Input material below:

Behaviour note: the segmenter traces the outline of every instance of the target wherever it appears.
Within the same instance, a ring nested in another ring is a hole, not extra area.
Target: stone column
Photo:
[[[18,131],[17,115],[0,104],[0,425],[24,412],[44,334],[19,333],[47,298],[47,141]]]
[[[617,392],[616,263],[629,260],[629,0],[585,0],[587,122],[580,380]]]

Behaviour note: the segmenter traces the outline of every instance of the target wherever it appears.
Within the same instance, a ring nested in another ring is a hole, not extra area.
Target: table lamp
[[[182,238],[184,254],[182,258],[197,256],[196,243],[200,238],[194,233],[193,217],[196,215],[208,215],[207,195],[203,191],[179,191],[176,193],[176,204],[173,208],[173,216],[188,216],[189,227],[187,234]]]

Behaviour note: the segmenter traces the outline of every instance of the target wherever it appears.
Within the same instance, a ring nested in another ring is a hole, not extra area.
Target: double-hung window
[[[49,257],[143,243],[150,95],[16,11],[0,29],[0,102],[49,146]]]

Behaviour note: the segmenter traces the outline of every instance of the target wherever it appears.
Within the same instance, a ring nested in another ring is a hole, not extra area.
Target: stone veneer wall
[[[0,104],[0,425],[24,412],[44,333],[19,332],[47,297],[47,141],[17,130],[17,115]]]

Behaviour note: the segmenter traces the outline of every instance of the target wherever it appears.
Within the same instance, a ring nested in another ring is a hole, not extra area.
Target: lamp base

End of Input material.

> Assignment:
Each line above must be retyped exactly.

> Solution for this exercise:
Behaviour note: the segmenter traces the outline of every instance of the target wherever it appears.
Within the same instance, a ring nested in another ring is a hole, not extra area.
Target: stone column
Photo:
[[[18,131],[17,115],[0,104],[0,425],[24,412],[44,334],[19,333],[47,298],[47,141]]]
[[[617,392],[616,263],[629,260],[629,0],[585,0],[587,122],[580,380]]]

Behaviour note: the segmenter traces the outline of every instance of the target wherever it appears.
Within the same instance, a ring nested in another ring is a hole, not extra area.
Target: table lamp
[[[182,238],[184,254],[182,258],[197,256],[196,243],[200,238],[194,233],[193,217],[196,215],[208,215],[207,195],[203,191],[179,191],[176,193],[176,204],[173,208],[173,216],[188,216],[189,227],[187,234]]]

Behaviour note: the segmenter traces the outline of every instance of the target wherever it appears.
Within the same instance, a ring nested in another ring is a hole, not extra area.
Target: double-hung window
[[[49,257],[143,243],[150,95],[16,11],[0,29],[0,102],[49,146]]]

Behaviour note: the segmenter traces the outline of every instance of the target wherever it appears.
Within the same instance, a ring nested in another ring is a hole, not extra area.
Target: stone veneer wall
[[[0,104],[0,425],[24,412],[44,333],[19,332],[47,297],[47,141],[17,130],[17,115]]]

Behaviour note: the segmenter traces the outline of every instance of the target wherever it appears.
Within the same instance, a ring nested in another ring is a hole, not extra area.
Target: lamp base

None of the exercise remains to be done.